_Activity_
When you set down the entries, keep every word exactly as it is but drop the pictures.

(Material to process Opens)

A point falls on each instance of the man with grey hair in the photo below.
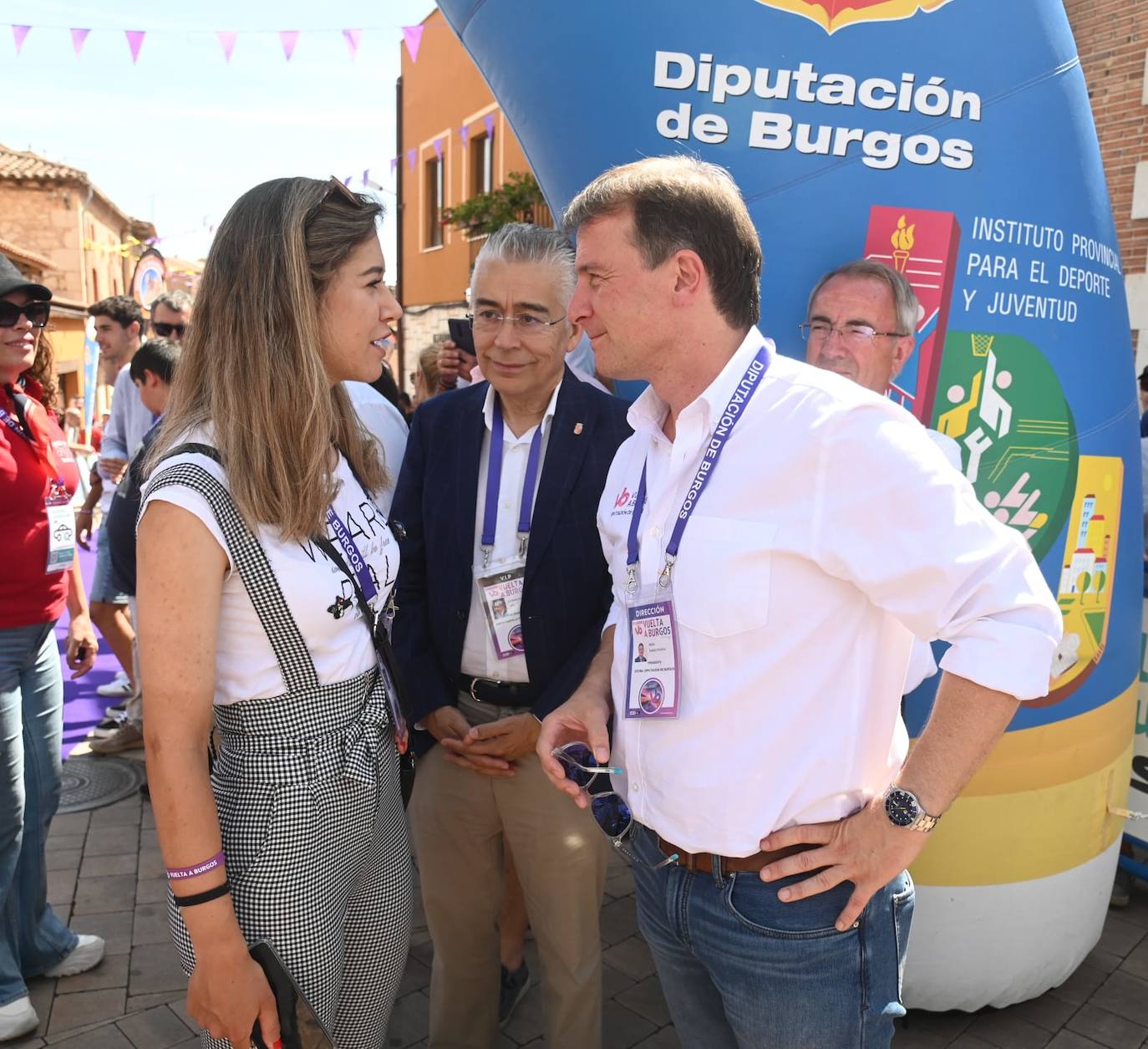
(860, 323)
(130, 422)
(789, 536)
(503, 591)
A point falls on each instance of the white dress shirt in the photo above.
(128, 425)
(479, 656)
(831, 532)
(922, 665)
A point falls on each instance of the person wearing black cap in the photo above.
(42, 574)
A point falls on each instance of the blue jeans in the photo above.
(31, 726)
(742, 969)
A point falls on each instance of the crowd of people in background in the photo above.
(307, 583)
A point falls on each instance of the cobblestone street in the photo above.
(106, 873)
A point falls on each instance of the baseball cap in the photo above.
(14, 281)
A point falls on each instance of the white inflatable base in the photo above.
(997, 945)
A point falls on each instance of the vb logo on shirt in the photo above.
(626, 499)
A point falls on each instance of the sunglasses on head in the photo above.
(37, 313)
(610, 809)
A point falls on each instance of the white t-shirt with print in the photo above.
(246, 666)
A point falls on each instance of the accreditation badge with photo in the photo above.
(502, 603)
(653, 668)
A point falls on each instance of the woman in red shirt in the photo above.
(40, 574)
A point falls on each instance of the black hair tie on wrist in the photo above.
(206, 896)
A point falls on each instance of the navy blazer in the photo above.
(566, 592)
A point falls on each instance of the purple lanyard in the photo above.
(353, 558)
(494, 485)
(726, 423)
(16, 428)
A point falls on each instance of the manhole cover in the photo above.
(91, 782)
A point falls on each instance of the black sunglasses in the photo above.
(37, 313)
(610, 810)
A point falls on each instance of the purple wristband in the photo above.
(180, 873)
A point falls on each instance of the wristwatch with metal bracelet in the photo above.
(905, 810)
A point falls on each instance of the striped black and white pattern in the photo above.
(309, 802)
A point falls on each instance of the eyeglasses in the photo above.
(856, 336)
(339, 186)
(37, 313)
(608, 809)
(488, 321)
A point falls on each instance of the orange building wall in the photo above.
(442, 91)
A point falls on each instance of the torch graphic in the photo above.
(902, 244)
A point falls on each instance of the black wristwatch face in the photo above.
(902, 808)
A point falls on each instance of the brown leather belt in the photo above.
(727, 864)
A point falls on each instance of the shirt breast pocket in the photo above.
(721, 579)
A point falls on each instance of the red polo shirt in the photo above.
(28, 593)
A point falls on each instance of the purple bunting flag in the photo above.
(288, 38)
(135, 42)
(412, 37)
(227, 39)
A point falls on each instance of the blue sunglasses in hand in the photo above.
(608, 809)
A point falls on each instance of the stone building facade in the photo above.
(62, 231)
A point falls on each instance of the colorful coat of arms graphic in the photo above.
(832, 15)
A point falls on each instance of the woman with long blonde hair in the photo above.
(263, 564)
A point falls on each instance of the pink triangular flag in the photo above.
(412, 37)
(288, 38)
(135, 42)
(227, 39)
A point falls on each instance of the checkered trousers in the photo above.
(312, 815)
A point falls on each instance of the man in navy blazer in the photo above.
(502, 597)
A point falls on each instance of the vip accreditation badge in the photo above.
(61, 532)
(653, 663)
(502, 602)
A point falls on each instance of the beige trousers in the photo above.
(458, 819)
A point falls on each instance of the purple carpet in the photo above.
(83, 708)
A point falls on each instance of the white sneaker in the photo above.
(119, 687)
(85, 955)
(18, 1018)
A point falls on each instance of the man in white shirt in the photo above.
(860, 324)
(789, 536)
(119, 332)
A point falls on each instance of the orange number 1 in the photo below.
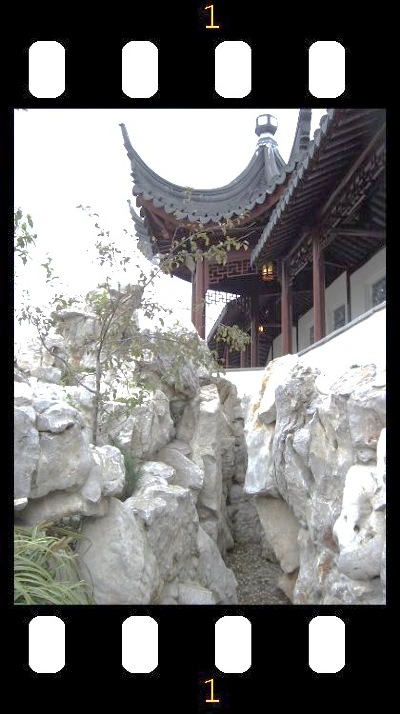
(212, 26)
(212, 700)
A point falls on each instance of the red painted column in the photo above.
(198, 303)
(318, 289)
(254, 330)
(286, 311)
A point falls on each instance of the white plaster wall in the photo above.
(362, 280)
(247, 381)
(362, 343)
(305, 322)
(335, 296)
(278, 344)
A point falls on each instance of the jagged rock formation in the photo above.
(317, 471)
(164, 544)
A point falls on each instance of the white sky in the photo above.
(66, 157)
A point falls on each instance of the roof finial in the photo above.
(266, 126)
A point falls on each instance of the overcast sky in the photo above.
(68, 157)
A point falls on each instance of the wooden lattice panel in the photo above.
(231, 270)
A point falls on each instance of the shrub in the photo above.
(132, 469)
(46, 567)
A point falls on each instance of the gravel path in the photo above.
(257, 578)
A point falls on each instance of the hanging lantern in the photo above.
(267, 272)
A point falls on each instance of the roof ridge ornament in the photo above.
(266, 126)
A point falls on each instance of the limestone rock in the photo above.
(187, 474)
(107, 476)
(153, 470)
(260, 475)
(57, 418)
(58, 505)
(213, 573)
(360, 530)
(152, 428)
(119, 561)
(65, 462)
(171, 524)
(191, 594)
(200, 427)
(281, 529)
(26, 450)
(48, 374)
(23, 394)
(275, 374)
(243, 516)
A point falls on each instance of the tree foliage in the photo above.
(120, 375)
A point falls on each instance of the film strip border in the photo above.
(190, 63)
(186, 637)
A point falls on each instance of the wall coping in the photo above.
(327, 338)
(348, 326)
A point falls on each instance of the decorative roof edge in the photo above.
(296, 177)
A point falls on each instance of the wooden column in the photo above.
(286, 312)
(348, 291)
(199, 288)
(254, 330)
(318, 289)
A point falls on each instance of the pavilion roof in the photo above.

(Material to process Closes)

_Written reply_
A point falls on each instance of the man with grey hair in the photo below.
(860, 323)
(130, 422)
(789, 536)
(503, 591)
A point falls on each instance of the white dress shirt in the photo above.
(128, 425)
(479, 656)
(831, 532)
(922, 665)
A point falls on each instance of the person wearing black cap in the photo above.
(42, 574)
A point falls on each instance of the blue jeans in the photo above.
(31, 726)
(742, 969)
A point falls on each instance of the crowd of people in background in the photo above.
(307, 583)
A point falls on each instance of the cobblestone street in the photo above.
(106, 873)
A point falls on each instance of the baseball cap in the photo above.
(14, 281)
A point falls on each instance of the white inflatable base in the photo above.
(997, 945)
A point falls on each instance of the vb logo on shirt in the photo above.
(626, 499)
A point falls on each instance of the sunglasses on head in the photo above.
(37, 313)
(610, 809)
A point falls on each instance of the white t-shirt with print in the photo above.
(246, 666)
A point falls on each instance of the accreditation badge with photo in the photo above.
(502, 603)
(653, 668)
A point falls on each instance of the woman in red shirt in the photo above.
(40, 574)
A point falls on each instance of the black hair tie on wrist in the photo above.
(206, 896)
A point falls on each instance of the navy blazer in the photo above.
(566, 592)
A point falls on each instance of the purple lanyard in the photo above.
(353, 558)
(494, 485)
(726, 423)
(16, 428)
A point falls on each instance of the manhole cover in the photo above.
(91, 782)
A point falls on each instance of the black sunglasses in the photo above.
(37, 313)
(610, 810)
A point falls on each instance of the purple wristband in the photo above.
(180, 873)
A point falls on each instance of the wristwatch with metal bracelet in the photo above.
(905, 810)
A point falls on each instance of the striped black and white pattern in the photo above.
(309, 802)
A point falls on each instance of the eyeglasses in the photo above.
(856, 336)
(339, 186)
(37, 313)
(608, 809)
(488, 321)
A point falls on each instance of the orange building wall in the photo above.
(442, 91)
A point falls on each instance of the torch graphic in the photo above.
(902, 244)
A point falls on each instance of the black wristwatch face in the photo above.
(902, 808)
A point falls on each instance of the brown leather belt in the photo above.
(727, 864)
A point falls on each instance of the shirt breast pocket in the photo above.
(721, 579)
A point falls on each instance of the red polo shirt in the photo above.
(28, 593)
A point falls on each instance of the purple bunting flag in the photo above.
(288, 38)
(135, 42)
(412, 37)
(227, 39)
A point falls on each instance of the blue sunglasses in hand in the photo above.
(608, 809)
A point falls on each instance of the stone building facade in the photo above.
(62, 231)
A point falls on each instance of the colorful coat of arms graphic in the photo above.
(832, 15)
A point falls on each instance of the woman with long blonde hair in the photo above.
(263, 564)
A point falls on each instance of the pink triangular flag in the photo above.
(412, 37)
(288, 38)
(135, 42)
(227, 39)
A point falls on each instance of the checkered trousers in the photo above.
(312, 815)
A point falls on each instance of the man in navy blazer in the photo above.
(502, 597)
A point falls on each instance of the vip accreditation badge in the photo above.
(61, 532)
(653, 663)
(502, 602)
A point falls on each instance of the beige trousers in the photo above.
(458, 819)
A point falls on each instance of the purple carpet in the photo above.
(83, 708)
A point falls on each instance of the white sneaker in the photo above.
(119, 687)
(85, 955)
(18, 1018)
A point falls on each instance of the man in white shirt in the photo above.
(860, 324)
(789, 536)
(119, 332)
A point falls on each instance of the orange number 1 in the photo below.
(212, 26)
(212, 700)
A point falls on each instance of the red painted column in the photo above.
(198, 303)
(318, 289)
(254, 330)
(286, 311)
A point falls on each instance of the white plaster wall in the photo above.
(362, 280)
(247, 381)
(362, 343)
(305, 322)
(335, 296)
(278, 344)
A point falls on each instance of the jagged rock formation in the photo above.
(317, 471)
(164, 544)
A point falls on each instance of the white sky in the photo above.
(66, 157)
A point falls on each instance of the roof finial in the photo above.
(266, 126)
A point falls on each instance of the overcast sky in the photo above.
(68, 157)
A point falls on each instance of the wooden lattice panel in the photo above.
(231, 270)
A point falls on each instance of the shrub in the photo above.
(132, 469)
(46, 567)
A point falls on each instance of the gravel path in the photo above.
(257, 578)
A point falls on each instance of the hanging lantern in the photo above.
(267, 272)
A point falls on each instance of the roof ridge ornament in the photo above.
(266, 126)
A point falls on each instance of the limestone rock in the photo above.
(187, 474)
(107, 476)
(153, 470)
(260, 475)
(57, 418)
(58, 505)
(213, 573)
(360, 530)
(152, 428)
(119, 561)
(65, 462)
(171, 524)
(191, 594)
(200, 427)
(281, 529)
(26, 450)
(48, 374)
(23, 394)
(275, 374)
(243, 516)
A point falls on each instance of the tree foliage in the photo above.
(120, 375)
A point falls on each instance of the film strip border in the photo above.
(190, 63)
(186, 637)
A point falls on each instance of the wall coping in the photo above.
(327, 338)
(348, 326)
A point falls on each instance of the decorative roof edge in the photo above.
(296, 177)
A point falls on each instance of the wooden column in the photo above.
(286, 312)
(348, 291)
(199, 288)
(254, 330)
(318, 289)
A point falls on each instance of the pavilion roof in the photo above.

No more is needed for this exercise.